L’aspetto più inquietante del discorso di Netanyahu alle Nazioni Unite, in una sala praticamente deserta per l’uscita di scena delle delegazioni di quasi tutto il mondo, non è tanto quel che ha detto, dal momento che ha ribadito le abusate nefandezze retoriche, ma il fatto che le sue parole siano riecheggiate in tutta la Striscia tramite altoparlanti e cellulari.

La trovata degli altoparlanti, piazzati un po’ ovunque dall’IDF, è stata criticata persino dagli stessi militari, con una fonte anonima che, interpellata da Haaretz, l’ha definita “folle“. In effetti, lo scopo non dichiarato era quello di affermare il dominio anche psicologico di Israele sulla Striscia: il comandante in capo del campo di sterminio che impone la sua voce agli impotenti prigionieri.

Ancora più inquietante il fatto che l’IDF abbia preso il controllo dei telefoni cellulari di tutti i cittadini di Gaza perché il messaggio risultasse più capillare e pervasivo. Una trovata in salsa circense, certo, ma che voleva essere una dimostrazione di potenza ostentata al mondo intero dall’alto scranno delle Nazioni Unite. E, in effetti, tale è risultata.

▶ [Dati mostrati]:
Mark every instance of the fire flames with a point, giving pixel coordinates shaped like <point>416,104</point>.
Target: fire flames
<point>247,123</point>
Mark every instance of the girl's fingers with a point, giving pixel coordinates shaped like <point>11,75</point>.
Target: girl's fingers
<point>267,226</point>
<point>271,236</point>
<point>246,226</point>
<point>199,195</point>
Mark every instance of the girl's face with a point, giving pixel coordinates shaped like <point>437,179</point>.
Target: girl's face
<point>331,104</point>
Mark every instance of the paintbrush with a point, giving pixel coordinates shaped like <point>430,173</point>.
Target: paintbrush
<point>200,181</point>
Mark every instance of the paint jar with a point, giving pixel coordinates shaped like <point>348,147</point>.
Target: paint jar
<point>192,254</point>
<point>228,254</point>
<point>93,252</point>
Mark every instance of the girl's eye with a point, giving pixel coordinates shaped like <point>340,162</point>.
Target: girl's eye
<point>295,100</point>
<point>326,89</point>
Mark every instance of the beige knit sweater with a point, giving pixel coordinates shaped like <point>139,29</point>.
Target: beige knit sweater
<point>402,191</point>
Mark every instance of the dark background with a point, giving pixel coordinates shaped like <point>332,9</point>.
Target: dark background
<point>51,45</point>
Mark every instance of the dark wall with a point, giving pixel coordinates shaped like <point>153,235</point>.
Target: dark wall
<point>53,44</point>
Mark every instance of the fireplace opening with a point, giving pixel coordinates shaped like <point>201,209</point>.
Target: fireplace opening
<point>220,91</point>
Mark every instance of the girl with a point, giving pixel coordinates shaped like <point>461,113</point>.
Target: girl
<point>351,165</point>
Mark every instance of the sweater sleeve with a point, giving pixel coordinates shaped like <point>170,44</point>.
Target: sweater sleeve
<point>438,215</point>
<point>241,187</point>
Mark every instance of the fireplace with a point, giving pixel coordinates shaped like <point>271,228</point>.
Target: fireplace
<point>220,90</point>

▶ [Compito da svolgere]: Modifica il testo sul discorso di Netanyahu alle Nazioni Unite da "Ancora più inquietante" fino a "tale è risultata." compreso, riportando quella parte con "capillare" sostituito da "diffuso".

▶ [Risposta]:
Ancora più inquietante il fatto che l’IDF abbia preso il controllo dei telefoni cellulari di tutti i cittadini di Gaza perché il messaggio risultasse più diffuso e pervasivo. Una trovata in salsa circense, certo, ma che voleva essere una dimostrazione di potenza ostentata al mondo intero dall’alto scranno delle Nazioni Unite. E, in effetti, tale è risultata.